— start of DATA LINES —

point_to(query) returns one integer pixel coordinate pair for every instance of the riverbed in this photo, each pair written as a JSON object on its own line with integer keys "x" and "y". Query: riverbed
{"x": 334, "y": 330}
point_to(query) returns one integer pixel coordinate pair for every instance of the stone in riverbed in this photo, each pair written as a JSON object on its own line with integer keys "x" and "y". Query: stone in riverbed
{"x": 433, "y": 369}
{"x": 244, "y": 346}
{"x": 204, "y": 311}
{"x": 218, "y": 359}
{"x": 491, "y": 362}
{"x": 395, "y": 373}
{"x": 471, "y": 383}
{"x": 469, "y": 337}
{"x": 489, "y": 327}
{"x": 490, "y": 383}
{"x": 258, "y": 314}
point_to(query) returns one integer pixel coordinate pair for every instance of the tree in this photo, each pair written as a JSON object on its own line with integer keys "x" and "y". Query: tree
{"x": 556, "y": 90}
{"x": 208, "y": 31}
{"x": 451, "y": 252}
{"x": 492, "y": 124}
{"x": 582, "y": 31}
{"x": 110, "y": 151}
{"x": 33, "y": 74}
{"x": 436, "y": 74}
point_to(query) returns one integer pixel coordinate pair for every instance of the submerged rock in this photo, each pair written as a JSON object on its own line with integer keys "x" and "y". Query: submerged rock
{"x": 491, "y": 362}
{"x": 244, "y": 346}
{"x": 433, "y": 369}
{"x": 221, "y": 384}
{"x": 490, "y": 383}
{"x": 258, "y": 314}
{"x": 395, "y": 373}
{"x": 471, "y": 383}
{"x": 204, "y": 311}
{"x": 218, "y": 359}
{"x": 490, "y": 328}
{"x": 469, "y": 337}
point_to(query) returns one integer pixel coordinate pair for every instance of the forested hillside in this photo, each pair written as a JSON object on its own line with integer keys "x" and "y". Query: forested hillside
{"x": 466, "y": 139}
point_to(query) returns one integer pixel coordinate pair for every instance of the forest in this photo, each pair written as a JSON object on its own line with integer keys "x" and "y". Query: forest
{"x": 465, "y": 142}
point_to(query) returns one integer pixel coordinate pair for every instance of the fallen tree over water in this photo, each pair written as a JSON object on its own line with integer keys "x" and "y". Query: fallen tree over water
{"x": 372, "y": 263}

— end of DATA LINES —

:: TASK BRIEF ::
In the entries above, find the line containing "of the tree". Set down that line and every line after it through the last one, exactly and alone.

:: TASK SOLUTION ::
point_to(query) returns one integer pixel coordinate pair for every instance of the tree in this photo, each pair written as a JSON object on its own line with integer keys "x" and "y". Query: tree
{"x": 556, "y": 90}
{"x": 208, "y": 31}
{"x": 451, "y": 252}
{"x": 492, "y": 124}
{"x": 582, "y": 31}
{"x": 110, "y": 151}
{"x": 33, "y": 74}
{"x": 436, "y": 74}
point_to(query) returns one integer pixel coordinate pair for every instance of the submerged rock in this photo, each pair written as a JSON object on its own line with integer keys "x" and "y". Query: submerged rock
{"x": 491, "y": 362}
{"x": 244, "y": 346}
{"x": 433, "y": 369}
{"x": 221, "y": 384}
{"x": 490, "y": 383}
{"x": 258, "y": 314}
{"x": 395, "y": 373}
{"x": 471, "y": 383}
{"x": 204, "y": 311}
{"x": 218, "y": 359}
{"x": 490, "y": 328}
{"x": 469, "y": 337}
point_to(query) returns one integer pixel coordinate pair for every instance of the forested hillside in this photo, each pair written as a JSON object on its own line with integer keys "x" and "y". Query: forested hillside
{"x": 466, "y": 139}
point_to(query) returns one integer pixel coordinate pair for every instance of the forest in this photo, each pair written as a JSON object on its own line with integer keys "x" and "y". Query: forest
{"x": 465, "y": 142}
point_to(query) returns one integer pixel coordinate pair for every instance of the fallen tree over water in this photo, each pair written as a JSON object on its own line with integer keys "x" and "y". Query: fallen tree over water
{"x": 372, "y": 263}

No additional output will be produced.